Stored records

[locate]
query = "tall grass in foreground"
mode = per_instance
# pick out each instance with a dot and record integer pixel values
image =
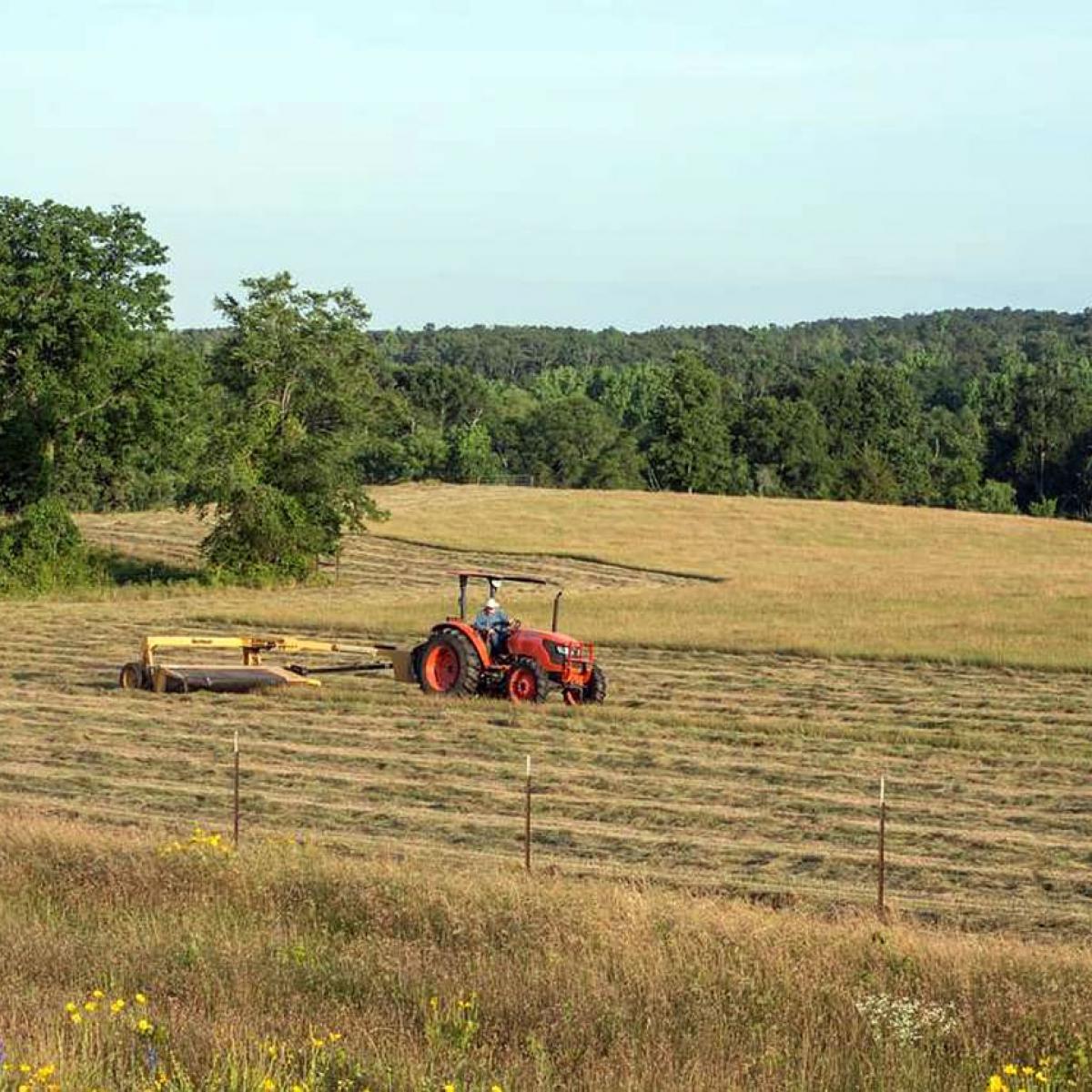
(247, 964)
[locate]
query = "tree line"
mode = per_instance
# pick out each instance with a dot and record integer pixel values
(279, 420)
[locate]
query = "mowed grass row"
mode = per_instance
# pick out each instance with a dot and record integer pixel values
(737, 774)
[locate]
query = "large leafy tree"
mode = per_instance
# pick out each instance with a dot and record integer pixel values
(81, 299)
(298, 374)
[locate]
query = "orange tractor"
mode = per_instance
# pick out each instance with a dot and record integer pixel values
(521, 663)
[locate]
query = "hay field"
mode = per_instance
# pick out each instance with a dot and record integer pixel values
(720, 769)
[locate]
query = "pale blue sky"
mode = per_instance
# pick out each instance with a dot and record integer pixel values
(578, 163)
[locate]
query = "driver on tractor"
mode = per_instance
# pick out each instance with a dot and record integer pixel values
(492, 623)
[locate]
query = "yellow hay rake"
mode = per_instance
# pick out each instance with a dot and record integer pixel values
(148, 674)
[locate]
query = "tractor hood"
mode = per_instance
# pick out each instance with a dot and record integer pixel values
(560, 647)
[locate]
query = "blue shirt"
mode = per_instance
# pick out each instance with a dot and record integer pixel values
(497, 621)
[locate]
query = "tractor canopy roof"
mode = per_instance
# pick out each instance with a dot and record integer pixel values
(497, 578)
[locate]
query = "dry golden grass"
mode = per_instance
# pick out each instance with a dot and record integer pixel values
(725, 765)
(579, 984)
(836, 579)
(751, 773)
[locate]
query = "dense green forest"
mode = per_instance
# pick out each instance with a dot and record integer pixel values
(282, 418)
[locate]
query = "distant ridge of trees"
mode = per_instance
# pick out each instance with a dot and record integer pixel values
(288, 415)
(971, 409)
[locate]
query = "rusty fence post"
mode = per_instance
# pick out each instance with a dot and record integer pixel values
(882, 864)
(527, 820)
(235, 811)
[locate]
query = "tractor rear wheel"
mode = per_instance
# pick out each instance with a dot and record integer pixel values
(132, 676)
(527, 682)
(593, 692)
(450, 665)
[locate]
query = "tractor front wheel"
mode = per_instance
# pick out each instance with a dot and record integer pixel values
(527, 682)
(593, 692)
(450, 665)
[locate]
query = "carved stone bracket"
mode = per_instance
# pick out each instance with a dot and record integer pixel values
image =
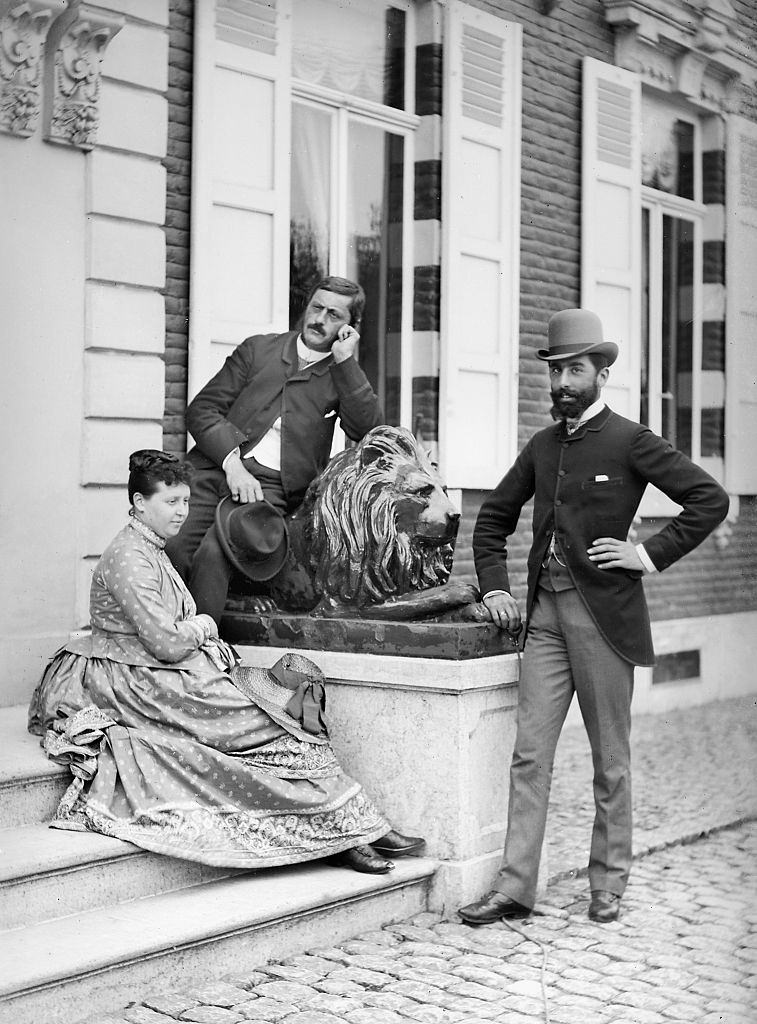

WORK INSTRUCTIONS: Tally the lines in the records that contain the string "wheel", and reply with that number alone.

RESPONSE TO THE TASK: 2